Texte de lecture:
Associations, Sociétés



Maison des Jeunes et de la culture


 

J’ai toujours repoussé le moment de faire un chapitre sur la Maison des Jeunes et de la Culture, car s’il m’a fallu avoir foi en la créant, ayant toujours été jusqu’au bout de mes convictions, en 10 ans de présidence, que de joies, d’espérances, de déceptions… Je me suis battu pour sa survie (voyez dans les images, les titres des journaux : « Au Conseil Municipal, l’UDR tire à boulets rouges sur la Maison des jeunes »…), et aujourd’hui, (2013) 45 ans après mon départ, je reçois encore beaucoup de témoignages « d’ex » jeunes qui m’en sont toujours reconnaissants. Mais que d’heures passées pour en faire le petit résumé ci-dessous, alors qu’il m’aurait fallu un cahier complet !! Elu le 15 mars 1959 au Conseil Municipal de Troyes, je lance en 1960, une grande consultation auprès des jeunes (usines, centres d’apprentissage, lycées, classes de fin d’étude…). Troyes était la ville de France où le taux de délinquance juvénile était le plus élevé (je sais ce qu’il en était, étant alors visiteur de prison pour les mineurs).

Consigne donnée:
Répondez à ces questions sur le texte consacré à la Maison des Jeunes et de la Culture :
(a) À quelle date l'auteur a-t-il été élu au Conseil municipal de Troyes ?
(b) Combien d'années sa présidence a-t-elle duré ?
(c) Quelle fonction l'auteur exerçait-il alors auprès des mineurs ?

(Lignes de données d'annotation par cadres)

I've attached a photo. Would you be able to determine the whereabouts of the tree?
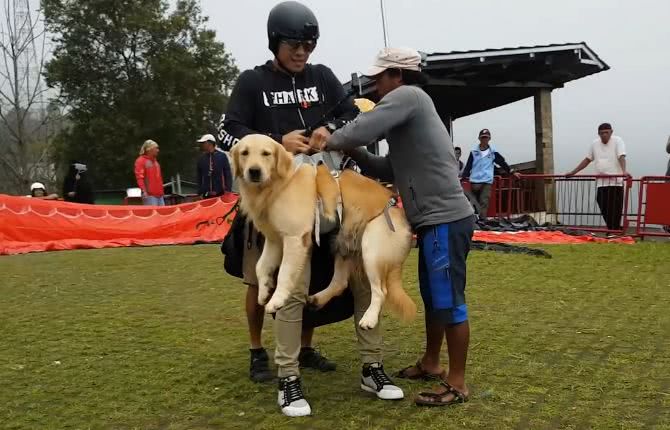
[0,0,61,194]
[42,0,238,188]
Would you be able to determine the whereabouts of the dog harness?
[294,151,398,246]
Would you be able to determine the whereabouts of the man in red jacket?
[135,140,165,206]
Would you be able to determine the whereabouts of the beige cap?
[365,48,421,76]
[197,134,216,143]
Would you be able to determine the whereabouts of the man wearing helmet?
[220,1,403,416]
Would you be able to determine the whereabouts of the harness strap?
[384,197,398,233]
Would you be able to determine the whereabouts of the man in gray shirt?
[321,48,474,406]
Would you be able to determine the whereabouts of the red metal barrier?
[636,176,670,237]
[488,175,656,234]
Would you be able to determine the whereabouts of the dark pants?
[596,186,623,230]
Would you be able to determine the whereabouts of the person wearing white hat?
[197,134,233,199]
[320,48,474,406]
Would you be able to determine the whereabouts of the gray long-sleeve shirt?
[328,85,473,229]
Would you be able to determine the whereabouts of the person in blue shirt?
[461,128,516,219]
[198,134,233,199]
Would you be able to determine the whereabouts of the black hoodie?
[219,61,358,150]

Réponse:
(a) Le 15 mars 1959.
(b) Dix ans.
(c) Il était visiteur de prison pour les mineurs.